Fragment ->
──────────────────────────────

Stan epidemii oznacza okres nadzwyczajnych rozwiązań, rzutujących na wiele stosunków zobowiązaniowych. Prawo cywilne przewiduje pewne konstrukcje uadekwatniające treść umów w przypadku wyjątkowych okoliczności, lecz tylko w ograniczonym zakresie. Wiele sytuacji spowodowanych SARS-CoV-2 nie kwalifikuje się do zastosowania takich instytucji jak rebus sic stantibus, czy brak odpowiedzialności z powodu siły wyższej, a mimo to, aksjologicznie właściwe wydaje się niepozostanie obojętnym wobec takich przypadków. W tym miejscu ujawnia się kluczowa rola ustawodawcy.
Nadzwyczajna sytuacja – nadzwyczajne środki
Dynamiczny wzrost liczby zakażeń wirusem SARS-CoV-2 (koronawirus) w marcu 2020 roku zmusił polskie władze państwowe do podjęcia zdecydowanego działania. Od 14 marca 2020 roku w Rzeczypospolitej Polskiej obowiązuje stan zagrożenia epidemicznego wprowadzony na mocy rozporządzenia Ministra Zdrowia[1], który od 20 marca 2020 roku przerodził się w stan epidemii[2]. Spośród licznych obostrzeń wprowadzonych wspomnianym aktem prawnym wystarczy wskazać chociażby, iż zakazano prowadzenia działalności hotelarskiej, organizacji konferencji, imprez masowych, a także działalności ośrodków kultury. Prowadzący puby, restauracje, bary mogą wydawać jedzenie i picie jedynie na wynos, a na granicach państwa przywrócono kontrole, skutkujące wielokilometrowymi korkami[3]. Czy prawo cywilne, a zwłaszcza prawo umów jest na to gotowe? Wszak funkcjonowanie każdego społeczeństwa oparte jest na niezliczonej ilości stosunków kontraktowych.

──────────────────────────────

Zadania ->
• 1. Od którego dnia według fragmentu o umowach w czasie epidemii w Polsce obowiązuje stan epidemii?
• 2. Podejmij fragment o umowach w czasie epidemii od jego ostatniego zdania i napisz dalszy ciąg.
Zestawienie nie odgrywa tu żadnej roli.

Przykłady oznaczania punktów

──────────────────────────────

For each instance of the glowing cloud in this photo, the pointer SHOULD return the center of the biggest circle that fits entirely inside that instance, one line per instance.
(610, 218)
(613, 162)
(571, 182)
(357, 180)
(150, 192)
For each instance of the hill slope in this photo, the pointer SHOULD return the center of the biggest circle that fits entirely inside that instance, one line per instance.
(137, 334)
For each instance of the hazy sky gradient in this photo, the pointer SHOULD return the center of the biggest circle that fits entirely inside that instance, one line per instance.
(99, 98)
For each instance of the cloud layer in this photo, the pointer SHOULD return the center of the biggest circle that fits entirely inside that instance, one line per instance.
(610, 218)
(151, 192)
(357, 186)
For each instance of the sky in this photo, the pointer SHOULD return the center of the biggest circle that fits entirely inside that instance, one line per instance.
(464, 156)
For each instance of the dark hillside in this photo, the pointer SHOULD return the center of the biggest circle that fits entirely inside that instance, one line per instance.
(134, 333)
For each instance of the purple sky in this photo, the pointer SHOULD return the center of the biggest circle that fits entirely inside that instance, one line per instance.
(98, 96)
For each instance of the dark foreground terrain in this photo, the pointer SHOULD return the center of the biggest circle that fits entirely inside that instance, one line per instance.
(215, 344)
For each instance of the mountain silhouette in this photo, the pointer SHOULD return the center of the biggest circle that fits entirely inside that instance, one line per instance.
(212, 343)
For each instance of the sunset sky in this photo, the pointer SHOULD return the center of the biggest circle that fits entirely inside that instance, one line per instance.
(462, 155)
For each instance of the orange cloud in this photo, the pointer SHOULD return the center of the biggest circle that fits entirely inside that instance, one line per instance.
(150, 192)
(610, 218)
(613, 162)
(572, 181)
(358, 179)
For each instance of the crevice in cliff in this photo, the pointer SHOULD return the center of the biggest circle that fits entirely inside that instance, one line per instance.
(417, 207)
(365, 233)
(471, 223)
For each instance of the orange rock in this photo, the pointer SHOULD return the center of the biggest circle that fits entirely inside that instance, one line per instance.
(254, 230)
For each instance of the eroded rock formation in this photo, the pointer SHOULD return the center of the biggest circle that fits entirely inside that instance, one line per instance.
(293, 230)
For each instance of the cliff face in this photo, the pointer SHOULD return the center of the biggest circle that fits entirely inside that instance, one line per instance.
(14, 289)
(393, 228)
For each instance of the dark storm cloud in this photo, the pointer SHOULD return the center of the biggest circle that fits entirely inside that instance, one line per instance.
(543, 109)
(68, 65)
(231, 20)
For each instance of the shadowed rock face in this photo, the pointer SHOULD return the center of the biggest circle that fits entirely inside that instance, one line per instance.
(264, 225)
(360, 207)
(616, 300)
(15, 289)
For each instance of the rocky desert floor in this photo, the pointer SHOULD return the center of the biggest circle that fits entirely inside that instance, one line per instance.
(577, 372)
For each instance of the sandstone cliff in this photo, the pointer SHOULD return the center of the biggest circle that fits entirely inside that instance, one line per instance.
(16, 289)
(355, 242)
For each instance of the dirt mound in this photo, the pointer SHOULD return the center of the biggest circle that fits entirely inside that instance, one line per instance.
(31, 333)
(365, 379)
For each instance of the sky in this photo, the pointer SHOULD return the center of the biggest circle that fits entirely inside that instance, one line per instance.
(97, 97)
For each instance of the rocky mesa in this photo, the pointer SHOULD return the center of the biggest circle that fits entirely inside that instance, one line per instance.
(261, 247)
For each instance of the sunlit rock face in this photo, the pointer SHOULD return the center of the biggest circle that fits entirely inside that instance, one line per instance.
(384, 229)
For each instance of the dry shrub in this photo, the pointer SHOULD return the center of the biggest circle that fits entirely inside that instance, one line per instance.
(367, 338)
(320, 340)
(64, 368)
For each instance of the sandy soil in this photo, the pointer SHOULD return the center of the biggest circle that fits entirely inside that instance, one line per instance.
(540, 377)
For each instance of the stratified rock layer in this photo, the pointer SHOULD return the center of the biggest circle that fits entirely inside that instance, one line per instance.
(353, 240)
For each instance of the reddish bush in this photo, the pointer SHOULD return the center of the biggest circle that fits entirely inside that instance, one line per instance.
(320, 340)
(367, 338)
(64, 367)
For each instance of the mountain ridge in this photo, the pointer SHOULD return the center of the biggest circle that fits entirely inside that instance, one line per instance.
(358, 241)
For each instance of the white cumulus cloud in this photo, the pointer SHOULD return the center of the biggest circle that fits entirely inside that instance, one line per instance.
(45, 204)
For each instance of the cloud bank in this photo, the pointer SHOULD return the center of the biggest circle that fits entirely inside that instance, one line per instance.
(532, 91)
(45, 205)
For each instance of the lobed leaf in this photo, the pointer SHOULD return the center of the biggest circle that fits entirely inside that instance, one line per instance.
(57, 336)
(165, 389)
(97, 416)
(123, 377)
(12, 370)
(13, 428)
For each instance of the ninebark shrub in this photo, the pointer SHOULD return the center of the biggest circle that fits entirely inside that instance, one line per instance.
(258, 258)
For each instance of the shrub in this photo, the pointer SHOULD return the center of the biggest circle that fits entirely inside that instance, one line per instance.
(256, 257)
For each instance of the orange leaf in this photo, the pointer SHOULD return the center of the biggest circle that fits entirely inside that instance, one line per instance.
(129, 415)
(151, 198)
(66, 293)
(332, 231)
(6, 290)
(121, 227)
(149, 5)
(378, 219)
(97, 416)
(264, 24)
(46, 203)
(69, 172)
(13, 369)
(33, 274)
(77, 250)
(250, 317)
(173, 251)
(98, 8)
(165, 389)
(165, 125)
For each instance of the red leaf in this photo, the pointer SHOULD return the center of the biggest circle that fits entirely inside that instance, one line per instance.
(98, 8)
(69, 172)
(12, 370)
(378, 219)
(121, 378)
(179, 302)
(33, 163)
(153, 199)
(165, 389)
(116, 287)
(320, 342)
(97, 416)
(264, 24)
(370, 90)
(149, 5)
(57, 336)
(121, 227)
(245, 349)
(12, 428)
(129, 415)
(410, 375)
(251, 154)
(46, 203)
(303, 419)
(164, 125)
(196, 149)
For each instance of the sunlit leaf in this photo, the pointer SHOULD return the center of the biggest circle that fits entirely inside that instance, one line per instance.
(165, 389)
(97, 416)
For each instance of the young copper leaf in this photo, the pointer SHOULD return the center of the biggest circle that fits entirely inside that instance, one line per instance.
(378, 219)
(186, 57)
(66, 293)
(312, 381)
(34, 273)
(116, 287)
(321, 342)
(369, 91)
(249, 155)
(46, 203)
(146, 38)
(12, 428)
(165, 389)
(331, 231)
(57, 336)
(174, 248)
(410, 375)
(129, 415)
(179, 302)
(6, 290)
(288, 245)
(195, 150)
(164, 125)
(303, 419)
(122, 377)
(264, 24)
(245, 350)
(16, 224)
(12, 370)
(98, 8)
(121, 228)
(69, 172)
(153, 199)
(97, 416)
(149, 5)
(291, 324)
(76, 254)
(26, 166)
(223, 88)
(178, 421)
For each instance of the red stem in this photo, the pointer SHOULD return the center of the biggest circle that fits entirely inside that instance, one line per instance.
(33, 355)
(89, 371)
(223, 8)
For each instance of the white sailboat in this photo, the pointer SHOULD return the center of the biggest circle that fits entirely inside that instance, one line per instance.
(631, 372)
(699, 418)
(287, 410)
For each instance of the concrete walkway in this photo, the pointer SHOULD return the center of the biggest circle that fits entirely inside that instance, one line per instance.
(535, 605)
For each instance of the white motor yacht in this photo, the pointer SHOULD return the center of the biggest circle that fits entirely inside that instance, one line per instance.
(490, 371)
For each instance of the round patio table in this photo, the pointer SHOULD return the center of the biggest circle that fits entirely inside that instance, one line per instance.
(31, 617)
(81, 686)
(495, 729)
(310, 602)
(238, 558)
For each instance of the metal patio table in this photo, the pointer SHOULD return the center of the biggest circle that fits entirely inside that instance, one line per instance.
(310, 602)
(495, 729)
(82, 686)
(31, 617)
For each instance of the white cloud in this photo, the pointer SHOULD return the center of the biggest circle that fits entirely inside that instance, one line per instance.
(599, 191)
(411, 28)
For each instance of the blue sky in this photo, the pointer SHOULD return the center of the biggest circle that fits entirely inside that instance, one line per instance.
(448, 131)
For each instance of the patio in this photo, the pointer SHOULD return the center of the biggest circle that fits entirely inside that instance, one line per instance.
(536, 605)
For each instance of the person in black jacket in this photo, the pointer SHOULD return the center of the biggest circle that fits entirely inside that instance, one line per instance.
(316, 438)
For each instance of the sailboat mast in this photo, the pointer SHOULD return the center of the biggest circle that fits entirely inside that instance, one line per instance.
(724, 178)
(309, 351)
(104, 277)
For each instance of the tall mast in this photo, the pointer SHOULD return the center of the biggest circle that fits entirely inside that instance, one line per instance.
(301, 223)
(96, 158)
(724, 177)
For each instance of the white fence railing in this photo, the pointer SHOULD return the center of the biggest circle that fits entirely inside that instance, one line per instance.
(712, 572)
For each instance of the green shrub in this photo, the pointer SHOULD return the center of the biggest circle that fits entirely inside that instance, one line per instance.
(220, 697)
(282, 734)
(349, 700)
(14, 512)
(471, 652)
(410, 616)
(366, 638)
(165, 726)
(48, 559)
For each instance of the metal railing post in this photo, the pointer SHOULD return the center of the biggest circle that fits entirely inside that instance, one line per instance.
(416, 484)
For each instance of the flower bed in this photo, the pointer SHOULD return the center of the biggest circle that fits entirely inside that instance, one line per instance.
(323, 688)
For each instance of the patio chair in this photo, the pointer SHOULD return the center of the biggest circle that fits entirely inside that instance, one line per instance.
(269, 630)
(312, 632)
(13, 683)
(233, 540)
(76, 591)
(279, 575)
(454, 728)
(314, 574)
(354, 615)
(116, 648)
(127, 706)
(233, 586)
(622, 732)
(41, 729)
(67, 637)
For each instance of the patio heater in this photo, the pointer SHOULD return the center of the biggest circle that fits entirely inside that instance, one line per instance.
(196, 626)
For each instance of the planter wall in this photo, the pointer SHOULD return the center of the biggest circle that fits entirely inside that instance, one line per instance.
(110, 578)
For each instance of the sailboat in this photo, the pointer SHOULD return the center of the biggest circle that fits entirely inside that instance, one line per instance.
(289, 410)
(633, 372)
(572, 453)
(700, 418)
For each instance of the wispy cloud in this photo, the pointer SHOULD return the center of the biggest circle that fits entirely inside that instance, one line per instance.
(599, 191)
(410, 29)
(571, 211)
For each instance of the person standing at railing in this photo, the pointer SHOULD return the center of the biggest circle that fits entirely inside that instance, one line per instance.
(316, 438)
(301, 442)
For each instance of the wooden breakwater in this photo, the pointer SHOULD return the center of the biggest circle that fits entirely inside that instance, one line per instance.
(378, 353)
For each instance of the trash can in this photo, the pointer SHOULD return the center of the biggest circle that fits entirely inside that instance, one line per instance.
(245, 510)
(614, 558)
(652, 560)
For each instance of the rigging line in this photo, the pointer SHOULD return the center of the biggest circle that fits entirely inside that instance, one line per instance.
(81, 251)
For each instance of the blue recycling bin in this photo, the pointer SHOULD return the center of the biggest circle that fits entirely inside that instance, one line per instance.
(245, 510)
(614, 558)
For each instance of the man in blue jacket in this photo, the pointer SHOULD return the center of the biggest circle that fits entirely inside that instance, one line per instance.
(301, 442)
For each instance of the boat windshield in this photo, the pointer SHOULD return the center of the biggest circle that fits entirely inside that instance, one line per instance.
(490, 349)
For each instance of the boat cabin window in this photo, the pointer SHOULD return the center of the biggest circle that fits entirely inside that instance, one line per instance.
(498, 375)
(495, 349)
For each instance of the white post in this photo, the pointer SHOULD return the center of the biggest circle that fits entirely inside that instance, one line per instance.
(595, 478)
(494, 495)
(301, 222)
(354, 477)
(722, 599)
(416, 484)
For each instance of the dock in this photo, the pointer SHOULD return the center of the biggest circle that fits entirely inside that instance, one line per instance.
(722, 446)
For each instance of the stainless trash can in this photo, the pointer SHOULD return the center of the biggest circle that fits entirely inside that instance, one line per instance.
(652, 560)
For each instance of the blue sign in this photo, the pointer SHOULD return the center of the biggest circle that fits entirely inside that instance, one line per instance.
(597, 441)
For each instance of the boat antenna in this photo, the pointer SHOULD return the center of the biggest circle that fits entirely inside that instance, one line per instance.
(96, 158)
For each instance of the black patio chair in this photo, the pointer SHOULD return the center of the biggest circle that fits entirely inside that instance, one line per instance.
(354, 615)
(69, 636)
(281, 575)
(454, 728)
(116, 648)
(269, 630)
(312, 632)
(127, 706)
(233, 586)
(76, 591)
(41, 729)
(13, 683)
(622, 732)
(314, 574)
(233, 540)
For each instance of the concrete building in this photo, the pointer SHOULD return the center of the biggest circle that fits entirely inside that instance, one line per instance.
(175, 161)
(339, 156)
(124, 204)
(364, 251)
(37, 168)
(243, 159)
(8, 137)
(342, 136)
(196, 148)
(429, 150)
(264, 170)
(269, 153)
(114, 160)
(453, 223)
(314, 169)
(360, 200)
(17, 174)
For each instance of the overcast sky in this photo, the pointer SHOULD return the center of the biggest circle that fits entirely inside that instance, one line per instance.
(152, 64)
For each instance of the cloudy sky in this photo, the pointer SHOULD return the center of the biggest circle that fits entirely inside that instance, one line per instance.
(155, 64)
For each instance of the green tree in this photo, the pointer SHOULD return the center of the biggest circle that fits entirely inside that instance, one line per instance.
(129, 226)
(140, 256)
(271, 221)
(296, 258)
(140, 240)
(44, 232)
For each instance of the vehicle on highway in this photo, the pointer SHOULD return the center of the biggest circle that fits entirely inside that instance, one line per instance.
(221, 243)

──────────────────────────────

Odpowiedzi poniżej ->
• 1. Od 20 marca 2020 roku.

• 2.
Mechanizmy prawa umów kontra koronawirus
Podstawową konstrukcją, która przychodzi na myśl przy konfrontacji z tak nadzwyczajną sytuacją jest siła wyższa. Stanowi ona co do zasady okoliczność zwalniającą dłużnika z odpowiedzialności za niewykonanie lub nienależyte wykonanie zobowiązania. Często w samym tekście umowy można spotkać się z tzw. klauzulą siły wyższej, zawierającą wyliczenie przykładowych sytuacji, które strony uznają za vis maior. Rzeczywistość pisze jednak niespodziewane scenariusze, co czyni niemożliwym wyczerpujące ujęcie w tekście umowy takich okoliczności. Może zdarzyć się bowiem sytuacja, która nie została wskazana w postanowieniu umownym, lecz względy słuszności nie pozwalają przejść obok niej obojętnie. Wtedy z pomocą przychodzi rozumienie siły wyższej wypracowane przez doktrynę oraz judykaturę. Jako najważniejsze cechy vis maior wskazuje się przede wszystkim, iż jest to zjawisko zewnętrzne wobec stron stosunku zobowiązaniowego, nieprzewidywalne oraz takie, na którego wystąpienie strony nie miały wpływu – przemożne. Nie budzi wątpliwości, że taki stan egzemplifikują zdarzenia o charakterze klęski żywiołowej, czy też aktów siły zbrojnej. Działania władzy publicznej również w niektórych przypadkach można określić mianem siły wyższej[4]. Gdzie w tym wszystkim koronawirus?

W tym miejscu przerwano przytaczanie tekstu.